GIVEN PASSAGE:
++++++++
My oldest son decided after entering college that he wanted to be a preacher. Shortly after that decision, he decided he wanted to be a missionary to a French speaking country. His college degree is in missions. Though he preached full time for a few years, his life did not develop in the ways that he planned.

Though his life has not worked out as he planned, he maintains interest in meaningful, spiritual involvements. For years he has devoted one week of each year to working with young people at camp. He and I share that experience in common. I spent a week of my life most of my years from age 26 to age 40 working in youth camps.

About ten years ago after finishing a week at camp, he talked to me about what he learned that week. He said, "Dad, I finally understand something. I finally understand why kids who are bored with the church and often resent the church genuinely enjoy their spiritual experiences at camp. Their spiritual experiences at camp teach them the joy of worship. Their worship at camp is relevant and heart filled. When they return to church, they find no relevance, no joy, no heart in the church's worship experience."

I found his insight more than just interesting. I also found it sobering.

  1. We can ignore his observation, or we can emotionally react to his observation, or we can be sobered by his observation.
    1. That observation came about a decade ago.
      1. I personally can remember struggling with the same understanding more than 30 years ago.
++++++++
DATA PROVIDED:

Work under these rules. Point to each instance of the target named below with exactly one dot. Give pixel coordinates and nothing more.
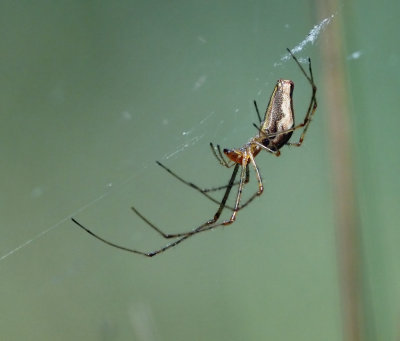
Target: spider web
(193, 136)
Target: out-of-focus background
(92, 93)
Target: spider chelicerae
(274, 132)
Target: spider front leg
(312, 107)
++++++++
Reproduce the full passage about the oldest son and worship at camp, word for word.

My oldest son decided after entering college that he wanted to be a preacher. Shortly after that decision, he decided he wanted to be a missionary to a French speaking country. His college degree is in missions. Though he preached full time for a few years, his life did not develop in the ways that he planned.

Though his life has not worked out as he planned, he maintains interest in meaningful, spiritual involvements. For years he has devoted one week of each year to working with young people at camp. He and I share that experience in common. I spent a week of my life most of my years from age 26 to age 40 working in youth camps.

About ten years ago after finishing a week at camp, he talked to me about what he learned that week. He said, "Dad, I finally understand something. I finally understand why kids who are bored with the church and often resent the church genuinely enjoy their spiritual experiences at camp. Their spiritual experiences at camp teach them the joy of worship. Their worship at camp is relevant and heart filled. When they return to church, they find no relevance, no joy, no heart in the church's worship experience."

I found his insight more than just interesting. I also found it sobering.

  1. We can ignore his observation, or we can emotionally react to his observation, or we can be sobered by his observation.
    1. That observation came about a decade ago.
      1. I personally can remember struggling with the same understanding more than 30 years ago.